Scale the entries starting at the line containing "Keypoint placement: for each instance of the exhaust" and ending at the line containing "[(353, 377)]", both included, and write out only those lines again, requests and all. In the answers, multiply every x and y coordinate by 0.2 and round to whole numbers, with halves going up.

Data to process:
┄┄┄┄┄┄

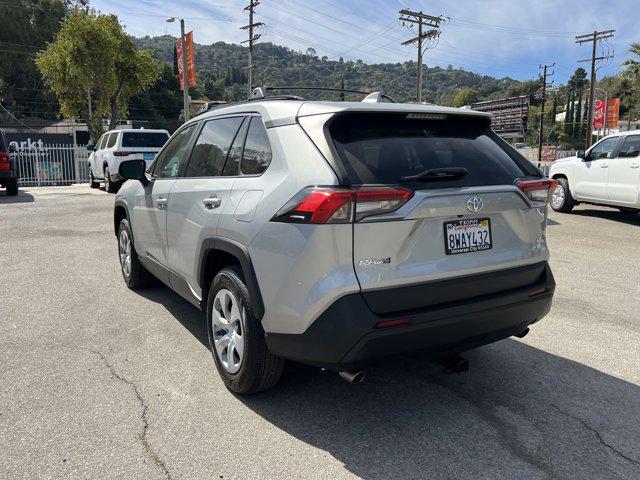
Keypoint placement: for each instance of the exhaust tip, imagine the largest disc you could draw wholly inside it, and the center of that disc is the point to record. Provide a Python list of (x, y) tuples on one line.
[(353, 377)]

┄┄┄┄┄┄

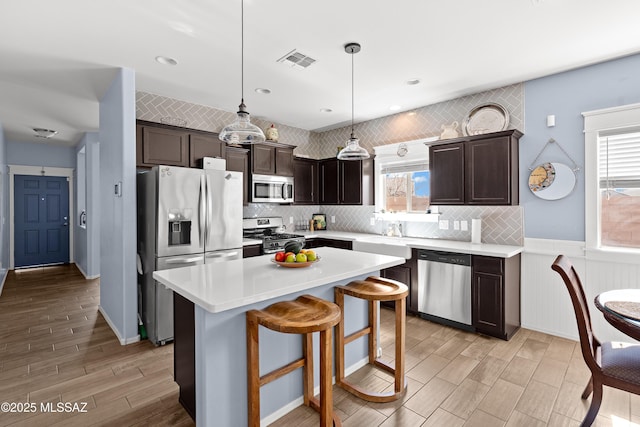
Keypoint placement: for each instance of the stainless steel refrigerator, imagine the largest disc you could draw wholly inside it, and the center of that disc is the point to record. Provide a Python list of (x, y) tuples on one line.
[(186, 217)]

┄┄┄┄┄┄

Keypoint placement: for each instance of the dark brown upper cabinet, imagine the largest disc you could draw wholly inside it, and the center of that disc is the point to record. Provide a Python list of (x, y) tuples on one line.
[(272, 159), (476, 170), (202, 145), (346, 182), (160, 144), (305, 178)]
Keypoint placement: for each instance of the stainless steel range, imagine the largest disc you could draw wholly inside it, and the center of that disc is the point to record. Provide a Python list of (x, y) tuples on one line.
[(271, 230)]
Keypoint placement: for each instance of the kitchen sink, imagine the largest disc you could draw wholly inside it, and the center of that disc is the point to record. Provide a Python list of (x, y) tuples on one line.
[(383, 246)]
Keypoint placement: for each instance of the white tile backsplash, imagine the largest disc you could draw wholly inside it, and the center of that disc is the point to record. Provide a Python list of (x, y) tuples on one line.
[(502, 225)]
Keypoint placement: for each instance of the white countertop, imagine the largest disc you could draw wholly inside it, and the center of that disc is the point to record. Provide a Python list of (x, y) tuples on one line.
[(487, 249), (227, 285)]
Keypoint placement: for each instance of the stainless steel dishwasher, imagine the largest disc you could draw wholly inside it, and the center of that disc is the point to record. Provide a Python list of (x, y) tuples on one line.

┄┄┄┄┄┄

Complete response:
Keypoint placement: for each instance of the exhaust tip, imagine the largest disc you could draw wholly inside it, and the center of that disc is the point to record. Provide a Python list of (x, y) tuples on one line.
[(71, 75)]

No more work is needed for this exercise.